→ GIVEN EXERCISE A
In the Landsat assets passage, what title is given for the asset key "lwir11"?

Again, the COG itself is in the item_obj column. The problem is that the assets that exist for Landsat COGs are slightly different than those for Sentinel-2.

for asset_key, asset in best_item_landsat.item_obj.assets.items():
    print(f"{asset_key:<25} - {asset.title}")
qa                        - Surface Temperature Quality Assessment Band
ang                       - Angle Coefficients File
red                       - Red Band
blue                      - Blue Band
drad                      - Downwelled Radiance Band
emis                      - Emissivity Band
emsd                      - Emissivity Standard Deviation Band
trad                      - Thermal Radiance Band
urad                      - Upwelled Radiance Band
atran                     - Atmospheric Transmittance Band
cdist                     - Cloud Distance Band
green                     - Green Band
nir08                     - Near Infrared Band 0.8
lwir11                    - Surface Temperature Band
swir16                    - Short-wave Infrared Band 1.6
swir22                    - Short-wave Infrared Band 2.2
coastal                   - Coastal/Aerosol Band
mtl.txt                   - Product Metadata File (txt)
mtl.xml                   - Product Metadata File (xml)
mtl.json                  - Product Metadata File (json)

→ GIVEN EXERCISE B
In the listing, substitute "navy jacket" for "dark blue jacket" in the lines starting at the line containing "of the eyeglasses" and ending at the end of the listing. Leave everything else unchanged.

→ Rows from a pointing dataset
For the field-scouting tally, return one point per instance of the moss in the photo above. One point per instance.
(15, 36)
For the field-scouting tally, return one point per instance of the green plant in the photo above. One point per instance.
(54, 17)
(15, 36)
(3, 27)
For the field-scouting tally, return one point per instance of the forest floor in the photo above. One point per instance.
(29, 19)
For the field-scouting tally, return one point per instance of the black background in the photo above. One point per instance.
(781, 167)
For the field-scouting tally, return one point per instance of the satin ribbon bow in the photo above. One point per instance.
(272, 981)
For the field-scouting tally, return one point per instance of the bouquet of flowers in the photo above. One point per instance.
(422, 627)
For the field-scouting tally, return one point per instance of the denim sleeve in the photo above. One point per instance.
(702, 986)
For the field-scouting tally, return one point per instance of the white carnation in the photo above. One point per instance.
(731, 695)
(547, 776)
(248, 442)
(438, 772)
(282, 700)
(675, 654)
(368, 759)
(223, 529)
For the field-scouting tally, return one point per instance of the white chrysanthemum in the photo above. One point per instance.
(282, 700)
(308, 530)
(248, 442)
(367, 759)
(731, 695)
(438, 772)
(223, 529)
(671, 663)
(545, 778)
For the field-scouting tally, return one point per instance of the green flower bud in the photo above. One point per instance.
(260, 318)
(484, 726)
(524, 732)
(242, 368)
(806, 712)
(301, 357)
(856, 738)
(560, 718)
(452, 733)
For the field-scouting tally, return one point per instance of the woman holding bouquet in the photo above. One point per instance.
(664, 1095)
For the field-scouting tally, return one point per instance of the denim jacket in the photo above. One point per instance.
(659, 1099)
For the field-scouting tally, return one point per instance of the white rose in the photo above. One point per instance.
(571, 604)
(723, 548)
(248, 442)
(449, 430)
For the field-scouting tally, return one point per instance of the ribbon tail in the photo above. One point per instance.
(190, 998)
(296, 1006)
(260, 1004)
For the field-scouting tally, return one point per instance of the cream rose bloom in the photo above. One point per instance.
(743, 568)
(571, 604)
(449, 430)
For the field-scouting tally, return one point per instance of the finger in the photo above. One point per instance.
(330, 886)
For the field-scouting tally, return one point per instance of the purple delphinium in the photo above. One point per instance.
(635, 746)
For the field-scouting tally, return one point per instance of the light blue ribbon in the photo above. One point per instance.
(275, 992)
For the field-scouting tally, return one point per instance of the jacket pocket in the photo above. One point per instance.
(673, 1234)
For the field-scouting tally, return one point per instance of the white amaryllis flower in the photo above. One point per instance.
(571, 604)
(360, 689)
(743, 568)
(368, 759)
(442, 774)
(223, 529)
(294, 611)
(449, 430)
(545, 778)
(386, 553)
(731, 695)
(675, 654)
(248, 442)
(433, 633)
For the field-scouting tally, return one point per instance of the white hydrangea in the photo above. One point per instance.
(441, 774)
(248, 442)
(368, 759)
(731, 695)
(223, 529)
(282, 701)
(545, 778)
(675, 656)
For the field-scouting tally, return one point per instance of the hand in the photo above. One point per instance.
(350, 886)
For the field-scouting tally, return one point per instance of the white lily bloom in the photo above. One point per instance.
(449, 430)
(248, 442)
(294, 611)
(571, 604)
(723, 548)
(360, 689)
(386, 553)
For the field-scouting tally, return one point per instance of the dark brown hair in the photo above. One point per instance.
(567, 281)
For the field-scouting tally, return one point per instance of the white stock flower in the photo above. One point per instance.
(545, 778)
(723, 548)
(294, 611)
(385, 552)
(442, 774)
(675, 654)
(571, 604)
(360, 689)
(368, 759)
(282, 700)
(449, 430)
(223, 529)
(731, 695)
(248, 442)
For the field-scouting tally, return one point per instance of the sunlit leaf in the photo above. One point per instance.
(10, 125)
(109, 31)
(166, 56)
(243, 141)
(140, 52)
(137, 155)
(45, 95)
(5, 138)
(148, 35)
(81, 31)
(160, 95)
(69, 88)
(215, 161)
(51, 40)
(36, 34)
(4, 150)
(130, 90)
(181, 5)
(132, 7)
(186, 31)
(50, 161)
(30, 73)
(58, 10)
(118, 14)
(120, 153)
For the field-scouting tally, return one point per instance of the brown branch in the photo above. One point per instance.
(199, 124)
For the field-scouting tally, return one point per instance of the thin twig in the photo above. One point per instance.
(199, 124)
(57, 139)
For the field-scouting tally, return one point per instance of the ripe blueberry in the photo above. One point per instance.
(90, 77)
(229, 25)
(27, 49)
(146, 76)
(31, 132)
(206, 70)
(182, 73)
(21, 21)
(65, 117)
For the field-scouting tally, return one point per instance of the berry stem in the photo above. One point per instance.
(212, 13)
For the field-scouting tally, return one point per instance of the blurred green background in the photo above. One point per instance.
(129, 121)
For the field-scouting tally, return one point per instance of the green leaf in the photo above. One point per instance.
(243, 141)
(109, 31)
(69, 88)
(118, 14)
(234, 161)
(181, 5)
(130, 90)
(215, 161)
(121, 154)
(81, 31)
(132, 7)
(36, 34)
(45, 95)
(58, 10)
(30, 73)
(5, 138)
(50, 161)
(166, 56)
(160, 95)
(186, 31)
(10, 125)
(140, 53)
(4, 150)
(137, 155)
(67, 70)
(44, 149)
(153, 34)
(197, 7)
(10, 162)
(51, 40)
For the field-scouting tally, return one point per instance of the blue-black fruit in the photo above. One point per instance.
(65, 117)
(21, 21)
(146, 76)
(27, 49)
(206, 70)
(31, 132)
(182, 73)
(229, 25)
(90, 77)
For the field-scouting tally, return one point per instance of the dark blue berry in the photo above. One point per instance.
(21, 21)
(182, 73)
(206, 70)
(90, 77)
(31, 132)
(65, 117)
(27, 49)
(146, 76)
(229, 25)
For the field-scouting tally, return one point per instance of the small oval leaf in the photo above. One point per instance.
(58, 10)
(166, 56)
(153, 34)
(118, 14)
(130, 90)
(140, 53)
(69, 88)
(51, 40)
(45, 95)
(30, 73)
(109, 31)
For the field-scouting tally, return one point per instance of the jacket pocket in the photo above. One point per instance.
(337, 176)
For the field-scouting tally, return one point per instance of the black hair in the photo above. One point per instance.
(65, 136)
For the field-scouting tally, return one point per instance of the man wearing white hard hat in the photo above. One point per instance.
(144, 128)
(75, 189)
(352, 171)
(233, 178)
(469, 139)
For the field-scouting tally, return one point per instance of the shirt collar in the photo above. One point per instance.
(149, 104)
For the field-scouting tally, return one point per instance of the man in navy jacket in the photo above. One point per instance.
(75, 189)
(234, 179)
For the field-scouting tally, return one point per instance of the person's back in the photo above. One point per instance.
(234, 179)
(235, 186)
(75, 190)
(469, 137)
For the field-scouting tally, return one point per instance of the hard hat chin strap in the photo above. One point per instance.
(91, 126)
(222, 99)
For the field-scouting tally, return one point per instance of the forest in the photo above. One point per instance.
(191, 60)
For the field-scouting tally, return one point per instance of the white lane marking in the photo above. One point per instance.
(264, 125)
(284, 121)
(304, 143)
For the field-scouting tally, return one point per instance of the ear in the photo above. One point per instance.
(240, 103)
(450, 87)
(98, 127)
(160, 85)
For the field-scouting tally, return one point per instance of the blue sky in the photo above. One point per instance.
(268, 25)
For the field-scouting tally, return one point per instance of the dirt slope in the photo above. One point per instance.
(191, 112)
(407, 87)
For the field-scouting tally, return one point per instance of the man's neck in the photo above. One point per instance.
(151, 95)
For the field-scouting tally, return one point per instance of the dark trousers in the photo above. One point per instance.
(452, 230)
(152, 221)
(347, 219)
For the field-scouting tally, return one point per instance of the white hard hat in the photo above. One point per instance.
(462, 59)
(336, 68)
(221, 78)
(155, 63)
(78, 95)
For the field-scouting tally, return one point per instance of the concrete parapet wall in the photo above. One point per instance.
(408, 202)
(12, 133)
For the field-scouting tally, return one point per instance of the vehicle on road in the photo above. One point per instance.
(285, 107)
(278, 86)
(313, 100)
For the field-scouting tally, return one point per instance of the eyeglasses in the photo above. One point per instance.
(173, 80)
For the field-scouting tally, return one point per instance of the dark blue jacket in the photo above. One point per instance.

→ WRITTEN ANSWER A
Surface Temperature Band

→ WRITTEN ANSWER B
For the field-scouting tally, return one point per instance of the eyeglasses in the photo above. One point per instance.
(173, 80)
For the field-scouting tally, return one point per instance of the navy jacket in the photo above. One point per instance.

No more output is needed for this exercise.